▶ **Aim of the exercise**: Give the number of lines in the entries below that contain "tree". Write nothing besides it.

(Saved entries)
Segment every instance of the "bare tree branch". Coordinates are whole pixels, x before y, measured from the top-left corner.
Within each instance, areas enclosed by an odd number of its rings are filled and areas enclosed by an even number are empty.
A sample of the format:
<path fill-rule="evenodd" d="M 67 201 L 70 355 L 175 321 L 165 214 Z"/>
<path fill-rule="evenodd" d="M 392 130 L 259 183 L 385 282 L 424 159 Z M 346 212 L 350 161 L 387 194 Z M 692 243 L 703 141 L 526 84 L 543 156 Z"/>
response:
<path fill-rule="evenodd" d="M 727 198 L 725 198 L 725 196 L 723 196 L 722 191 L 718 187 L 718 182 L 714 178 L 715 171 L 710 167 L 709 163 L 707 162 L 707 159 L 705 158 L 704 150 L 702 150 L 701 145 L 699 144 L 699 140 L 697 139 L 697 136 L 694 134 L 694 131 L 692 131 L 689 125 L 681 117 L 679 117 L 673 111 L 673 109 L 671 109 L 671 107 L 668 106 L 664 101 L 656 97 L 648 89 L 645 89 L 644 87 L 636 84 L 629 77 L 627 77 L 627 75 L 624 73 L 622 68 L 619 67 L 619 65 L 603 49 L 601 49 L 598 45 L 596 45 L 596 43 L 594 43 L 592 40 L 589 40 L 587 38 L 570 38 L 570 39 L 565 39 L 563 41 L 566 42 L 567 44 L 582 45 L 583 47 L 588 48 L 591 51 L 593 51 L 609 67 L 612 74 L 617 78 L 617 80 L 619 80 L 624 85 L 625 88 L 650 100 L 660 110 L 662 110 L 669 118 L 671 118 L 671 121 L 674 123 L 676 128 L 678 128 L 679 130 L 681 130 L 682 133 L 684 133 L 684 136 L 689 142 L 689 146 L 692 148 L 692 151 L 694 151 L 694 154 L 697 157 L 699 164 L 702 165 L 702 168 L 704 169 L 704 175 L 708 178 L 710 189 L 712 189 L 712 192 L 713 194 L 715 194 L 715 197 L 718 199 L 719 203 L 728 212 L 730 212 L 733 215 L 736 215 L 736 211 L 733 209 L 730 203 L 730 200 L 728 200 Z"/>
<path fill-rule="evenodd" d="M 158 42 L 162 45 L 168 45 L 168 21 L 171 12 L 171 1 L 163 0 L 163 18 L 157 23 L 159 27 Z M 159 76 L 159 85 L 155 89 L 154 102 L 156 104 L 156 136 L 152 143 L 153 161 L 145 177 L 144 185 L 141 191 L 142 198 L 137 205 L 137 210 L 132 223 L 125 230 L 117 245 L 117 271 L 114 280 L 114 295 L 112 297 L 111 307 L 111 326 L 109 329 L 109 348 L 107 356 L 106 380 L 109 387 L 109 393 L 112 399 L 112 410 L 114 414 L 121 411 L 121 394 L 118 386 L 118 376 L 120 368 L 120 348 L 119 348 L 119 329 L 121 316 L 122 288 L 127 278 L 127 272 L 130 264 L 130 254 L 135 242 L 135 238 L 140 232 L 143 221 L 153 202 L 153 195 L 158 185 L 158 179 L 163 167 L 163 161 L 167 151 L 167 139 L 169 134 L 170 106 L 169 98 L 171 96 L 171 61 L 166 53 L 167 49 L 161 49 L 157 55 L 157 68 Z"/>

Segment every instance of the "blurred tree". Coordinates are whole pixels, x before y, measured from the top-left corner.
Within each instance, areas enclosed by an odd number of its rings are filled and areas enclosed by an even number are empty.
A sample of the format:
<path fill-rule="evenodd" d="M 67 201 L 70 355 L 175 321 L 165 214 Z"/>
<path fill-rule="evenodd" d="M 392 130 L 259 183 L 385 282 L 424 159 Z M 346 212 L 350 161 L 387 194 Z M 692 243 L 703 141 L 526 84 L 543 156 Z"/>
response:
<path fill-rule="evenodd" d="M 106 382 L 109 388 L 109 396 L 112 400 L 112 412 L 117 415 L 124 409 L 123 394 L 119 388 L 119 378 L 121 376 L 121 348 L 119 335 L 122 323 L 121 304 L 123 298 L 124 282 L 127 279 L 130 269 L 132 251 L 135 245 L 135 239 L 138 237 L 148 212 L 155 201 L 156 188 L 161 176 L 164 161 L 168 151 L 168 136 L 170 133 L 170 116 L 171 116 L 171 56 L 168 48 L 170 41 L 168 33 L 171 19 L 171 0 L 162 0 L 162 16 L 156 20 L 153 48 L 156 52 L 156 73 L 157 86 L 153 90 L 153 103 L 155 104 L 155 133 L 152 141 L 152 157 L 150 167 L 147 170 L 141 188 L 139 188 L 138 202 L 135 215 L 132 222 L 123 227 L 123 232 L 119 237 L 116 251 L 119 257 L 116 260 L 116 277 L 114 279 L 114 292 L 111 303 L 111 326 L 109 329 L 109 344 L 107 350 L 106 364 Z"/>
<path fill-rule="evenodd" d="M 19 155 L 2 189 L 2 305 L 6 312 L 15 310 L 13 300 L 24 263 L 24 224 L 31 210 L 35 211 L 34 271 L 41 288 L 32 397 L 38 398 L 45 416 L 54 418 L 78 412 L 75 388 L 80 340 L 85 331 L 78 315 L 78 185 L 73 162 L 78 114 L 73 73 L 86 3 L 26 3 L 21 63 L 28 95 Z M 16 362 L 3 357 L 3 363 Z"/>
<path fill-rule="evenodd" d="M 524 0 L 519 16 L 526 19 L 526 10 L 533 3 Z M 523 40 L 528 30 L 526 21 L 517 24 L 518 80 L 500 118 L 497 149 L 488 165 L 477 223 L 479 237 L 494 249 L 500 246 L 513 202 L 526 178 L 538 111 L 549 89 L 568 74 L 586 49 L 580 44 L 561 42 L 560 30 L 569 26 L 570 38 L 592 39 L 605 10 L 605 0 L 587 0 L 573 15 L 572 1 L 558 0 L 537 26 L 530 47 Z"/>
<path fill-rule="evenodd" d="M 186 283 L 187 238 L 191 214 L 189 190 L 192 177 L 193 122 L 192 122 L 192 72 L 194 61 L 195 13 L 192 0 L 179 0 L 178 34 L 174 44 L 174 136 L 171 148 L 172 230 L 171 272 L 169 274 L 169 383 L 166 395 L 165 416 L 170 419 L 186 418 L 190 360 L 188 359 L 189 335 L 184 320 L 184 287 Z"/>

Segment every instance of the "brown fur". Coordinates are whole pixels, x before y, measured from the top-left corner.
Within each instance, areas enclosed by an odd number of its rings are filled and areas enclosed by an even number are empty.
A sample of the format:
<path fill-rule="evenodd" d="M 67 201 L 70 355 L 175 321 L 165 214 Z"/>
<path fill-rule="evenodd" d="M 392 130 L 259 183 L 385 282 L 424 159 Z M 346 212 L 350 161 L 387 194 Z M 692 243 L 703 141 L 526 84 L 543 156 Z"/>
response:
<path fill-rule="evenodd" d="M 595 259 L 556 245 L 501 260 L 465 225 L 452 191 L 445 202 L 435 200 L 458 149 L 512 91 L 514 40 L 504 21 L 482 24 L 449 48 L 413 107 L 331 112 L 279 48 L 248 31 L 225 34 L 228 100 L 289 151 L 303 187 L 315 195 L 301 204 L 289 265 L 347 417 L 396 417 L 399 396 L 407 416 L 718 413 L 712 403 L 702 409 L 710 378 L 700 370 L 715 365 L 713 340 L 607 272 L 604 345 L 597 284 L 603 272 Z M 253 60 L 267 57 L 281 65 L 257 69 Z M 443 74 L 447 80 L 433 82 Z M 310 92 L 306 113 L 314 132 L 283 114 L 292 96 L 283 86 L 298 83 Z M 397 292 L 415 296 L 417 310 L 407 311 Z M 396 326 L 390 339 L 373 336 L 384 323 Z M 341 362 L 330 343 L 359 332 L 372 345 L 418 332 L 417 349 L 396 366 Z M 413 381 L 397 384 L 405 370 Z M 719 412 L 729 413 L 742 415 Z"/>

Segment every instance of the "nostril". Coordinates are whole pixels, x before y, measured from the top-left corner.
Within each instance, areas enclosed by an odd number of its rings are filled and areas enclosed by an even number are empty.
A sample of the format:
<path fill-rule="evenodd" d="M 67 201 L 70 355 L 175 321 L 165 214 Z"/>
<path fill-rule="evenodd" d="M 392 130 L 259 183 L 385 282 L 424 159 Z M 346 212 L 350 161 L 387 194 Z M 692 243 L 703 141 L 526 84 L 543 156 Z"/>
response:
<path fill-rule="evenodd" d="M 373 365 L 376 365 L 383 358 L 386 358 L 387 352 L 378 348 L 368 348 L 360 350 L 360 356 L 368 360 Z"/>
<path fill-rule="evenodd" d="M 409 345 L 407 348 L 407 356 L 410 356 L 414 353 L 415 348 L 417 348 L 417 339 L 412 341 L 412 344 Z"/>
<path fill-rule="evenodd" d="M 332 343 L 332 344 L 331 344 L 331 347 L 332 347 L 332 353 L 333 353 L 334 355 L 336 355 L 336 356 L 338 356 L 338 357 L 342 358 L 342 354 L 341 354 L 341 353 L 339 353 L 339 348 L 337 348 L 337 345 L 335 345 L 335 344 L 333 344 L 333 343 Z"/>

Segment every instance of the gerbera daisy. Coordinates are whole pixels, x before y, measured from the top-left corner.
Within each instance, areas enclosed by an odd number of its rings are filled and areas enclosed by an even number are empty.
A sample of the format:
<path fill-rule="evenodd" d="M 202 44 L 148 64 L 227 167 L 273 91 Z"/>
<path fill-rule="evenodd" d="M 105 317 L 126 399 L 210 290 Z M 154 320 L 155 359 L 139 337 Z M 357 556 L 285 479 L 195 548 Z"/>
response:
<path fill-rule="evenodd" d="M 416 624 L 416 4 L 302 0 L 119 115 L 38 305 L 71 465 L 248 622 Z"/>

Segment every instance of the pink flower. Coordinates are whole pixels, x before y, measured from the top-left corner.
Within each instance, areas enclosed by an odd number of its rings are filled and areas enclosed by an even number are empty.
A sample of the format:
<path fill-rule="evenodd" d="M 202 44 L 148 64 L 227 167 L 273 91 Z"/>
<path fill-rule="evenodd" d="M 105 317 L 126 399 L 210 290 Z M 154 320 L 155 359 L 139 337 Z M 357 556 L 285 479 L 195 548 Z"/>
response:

▶ **The completed task**: 2